__To do__:
Can you turn the lines in the records below into a numbered list, starting at the line that contains "Sample: x=58, y=24." and ending at the line that contains "x=198, y=179", leaving out any blank lines?

(Records)

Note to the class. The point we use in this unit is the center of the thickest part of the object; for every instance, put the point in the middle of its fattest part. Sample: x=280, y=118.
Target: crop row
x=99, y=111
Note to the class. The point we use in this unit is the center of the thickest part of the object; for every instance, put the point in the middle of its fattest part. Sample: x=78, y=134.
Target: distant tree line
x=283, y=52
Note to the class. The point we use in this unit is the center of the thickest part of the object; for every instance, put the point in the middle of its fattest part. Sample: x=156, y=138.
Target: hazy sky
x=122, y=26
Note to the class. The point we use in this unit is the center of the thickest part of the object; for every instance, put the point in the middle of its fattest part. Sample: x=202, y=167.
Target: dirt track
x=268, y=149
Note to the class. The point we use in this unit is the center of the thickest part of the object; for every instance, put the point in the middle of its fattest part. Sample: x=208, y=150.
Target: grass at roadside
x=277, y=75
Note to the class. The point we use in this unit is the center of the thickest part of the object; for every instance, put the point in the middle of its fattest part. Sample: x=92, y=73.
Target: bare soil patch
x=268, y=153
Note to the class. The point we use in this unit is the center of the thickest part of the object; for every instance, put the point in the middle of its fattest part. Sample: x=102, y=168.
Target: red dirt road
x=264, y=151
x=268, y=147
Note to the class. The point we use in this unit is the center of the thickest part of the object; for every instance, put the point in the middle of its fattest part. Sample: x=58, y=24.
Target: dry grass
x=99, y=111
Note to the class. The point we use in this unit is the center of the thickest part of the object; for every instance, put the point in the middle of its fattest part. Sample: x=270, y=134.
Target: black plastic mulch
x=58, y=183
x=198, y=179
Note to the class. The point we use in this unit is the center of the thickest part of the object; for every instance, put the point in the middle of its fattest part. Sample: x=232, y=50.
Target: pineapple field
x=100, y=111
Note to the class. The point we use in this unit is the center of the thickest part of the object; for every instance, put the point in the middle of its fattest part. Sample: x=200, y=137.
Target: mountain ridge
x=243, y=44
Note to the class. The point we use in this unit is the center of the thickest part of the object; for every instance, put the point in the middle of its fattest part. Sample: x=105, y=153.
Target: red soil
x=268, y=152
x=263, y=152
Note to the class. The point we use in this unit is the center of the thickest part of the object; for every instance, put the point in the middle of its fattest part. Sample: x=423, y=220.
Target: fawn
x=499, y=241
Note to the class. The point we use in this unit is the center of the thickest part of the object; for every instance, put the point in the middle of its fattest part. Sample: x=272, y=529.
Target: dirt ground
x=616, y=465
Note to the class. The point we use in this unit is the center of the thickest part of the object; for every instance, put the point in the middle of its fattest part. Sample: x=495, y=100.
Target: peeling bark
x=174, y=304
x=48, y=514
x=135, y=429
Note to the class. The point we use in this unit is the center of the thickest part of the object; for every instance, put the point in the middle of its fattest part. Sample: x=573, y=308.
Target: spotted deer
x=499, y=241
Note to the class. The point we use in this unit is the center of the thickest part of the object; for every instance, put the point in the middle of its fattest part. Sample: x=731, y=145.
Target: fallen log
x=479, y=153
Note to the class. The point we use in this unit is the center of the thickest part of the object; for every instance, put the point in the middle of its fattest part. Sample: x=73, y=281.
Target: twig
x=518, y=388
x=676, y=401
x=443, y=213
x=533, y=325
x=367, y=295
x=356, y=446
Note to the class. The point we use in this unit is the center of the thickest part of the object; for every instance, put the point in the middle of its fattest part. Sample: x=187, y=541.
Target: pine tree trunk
* * *
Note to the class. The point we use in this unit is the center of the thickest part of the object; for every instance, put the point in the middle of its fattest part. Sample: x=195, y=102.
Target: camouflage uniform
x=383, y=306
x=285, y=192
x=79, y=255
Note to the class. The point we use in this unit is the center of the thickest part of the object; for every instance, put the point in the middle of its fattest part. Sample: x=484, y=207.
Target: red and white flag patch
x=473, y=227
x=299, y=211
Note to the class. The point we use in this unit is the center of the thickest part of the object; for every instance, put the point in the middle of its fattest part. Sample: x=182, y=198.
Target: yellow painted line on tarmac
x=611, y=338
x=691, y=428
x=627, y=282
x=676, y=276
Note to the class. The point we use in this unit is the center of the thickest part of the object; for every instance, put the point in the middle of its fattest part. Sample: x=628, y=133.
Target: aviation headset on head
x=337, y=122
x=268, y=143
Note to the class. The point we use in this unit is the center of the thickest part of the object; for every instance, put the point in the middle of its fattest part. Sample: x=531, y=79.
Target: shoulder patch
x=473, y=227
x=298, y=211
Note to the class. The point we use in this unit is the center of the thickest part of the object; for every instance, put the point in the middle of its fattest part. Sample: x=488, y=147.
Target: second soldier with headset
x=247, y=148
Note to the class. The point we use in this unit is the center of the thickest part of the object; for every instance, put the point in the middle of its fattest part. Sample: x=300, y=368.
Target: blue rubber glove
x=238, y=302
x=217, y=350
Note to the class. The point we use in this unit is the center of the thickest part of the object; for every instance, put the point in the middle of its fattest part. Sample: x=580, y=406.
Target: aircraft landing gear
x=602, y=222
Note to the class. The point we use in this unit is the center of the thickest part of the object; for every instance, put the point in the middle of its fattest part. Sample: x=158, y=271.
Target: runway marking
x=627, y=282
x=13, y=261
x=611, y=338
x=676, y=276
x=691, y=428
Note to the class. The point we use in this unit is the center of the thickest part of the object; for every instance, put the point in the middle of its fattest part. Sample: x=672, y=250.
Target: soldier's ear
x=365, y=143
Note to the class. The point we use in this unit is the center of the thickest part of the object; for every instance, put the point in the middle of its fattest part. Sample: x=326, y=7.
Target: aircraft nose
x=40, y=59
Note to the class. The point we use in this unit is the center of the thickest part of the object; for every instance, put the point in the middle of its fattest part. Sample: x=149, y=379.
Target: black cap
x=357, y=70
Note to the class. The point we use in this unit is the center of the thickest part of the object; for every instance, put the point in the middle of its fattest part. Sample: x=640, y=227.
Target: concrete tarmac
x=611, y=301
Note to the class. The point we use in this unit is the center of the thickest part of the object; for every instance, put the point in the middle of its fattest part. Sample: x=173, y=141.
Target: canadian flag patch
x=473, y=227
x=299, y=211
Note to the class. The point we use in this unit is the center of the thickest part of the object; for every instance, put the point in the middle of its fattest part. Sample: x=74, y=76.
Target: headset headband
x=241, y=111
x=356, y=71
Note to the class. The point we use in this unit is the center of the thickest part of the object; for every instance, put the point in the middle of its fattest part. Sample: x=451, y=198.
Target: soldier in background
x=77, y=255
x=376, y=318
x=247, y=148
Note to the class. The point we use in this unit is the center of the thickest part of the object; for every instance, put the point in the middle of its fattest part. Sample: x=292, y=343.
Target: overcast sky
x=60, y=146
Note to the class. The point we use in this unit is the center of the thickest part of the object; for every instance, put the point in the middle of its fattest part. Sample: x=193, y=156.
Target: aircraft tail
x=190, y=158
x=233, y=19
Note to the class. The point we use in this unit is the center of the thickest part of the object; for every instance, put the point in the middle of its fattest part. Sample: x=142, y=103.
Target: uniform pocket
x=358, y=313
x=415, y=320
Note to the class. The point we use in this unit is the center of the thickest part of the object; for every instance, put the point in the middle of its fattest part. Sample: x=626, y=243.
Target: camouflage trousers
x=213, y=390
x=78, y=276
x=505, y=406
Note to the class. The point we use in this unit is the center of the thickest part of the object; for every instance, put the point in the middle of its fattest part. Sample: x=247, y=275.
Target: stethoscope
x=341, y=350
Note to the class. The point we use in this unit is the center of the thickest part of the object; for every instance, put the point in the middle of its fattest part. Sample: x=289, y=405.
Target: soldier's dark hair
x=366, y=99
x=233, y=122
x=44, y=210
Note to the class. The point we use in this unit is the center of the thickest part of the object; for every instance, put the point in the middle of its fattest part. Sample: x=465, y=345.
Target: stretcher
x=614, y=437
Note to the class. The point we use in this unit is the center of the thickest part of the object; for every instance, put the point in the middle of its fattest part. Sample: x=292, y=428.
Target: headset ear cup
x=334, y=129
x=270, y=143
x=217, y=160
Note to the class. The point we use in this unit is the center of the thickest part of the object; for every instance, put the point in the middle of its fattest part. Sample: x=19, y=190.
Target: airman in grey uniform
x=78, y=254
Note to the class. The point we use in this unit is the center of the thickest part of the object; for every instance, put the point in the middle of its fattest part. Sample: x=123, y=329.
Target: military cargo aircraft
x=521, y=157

__Solution for this problem__:
1. Note to the class. The point we use in this unit is the center of the thickest part of the object; for every instance, put the point in the middle of its fattest part. Sample: x=58, y=24.
2. Target: dry grass
3. x=99, y=111
4. Note to the class. The point we use in this unit is the center of the thickest part of the object; for every instance, put the point in the middle of its fattest part. Sample: x=270, y=134.
5. Target: black plastic mulch
6. x=58, y=183
7. x=198, y=179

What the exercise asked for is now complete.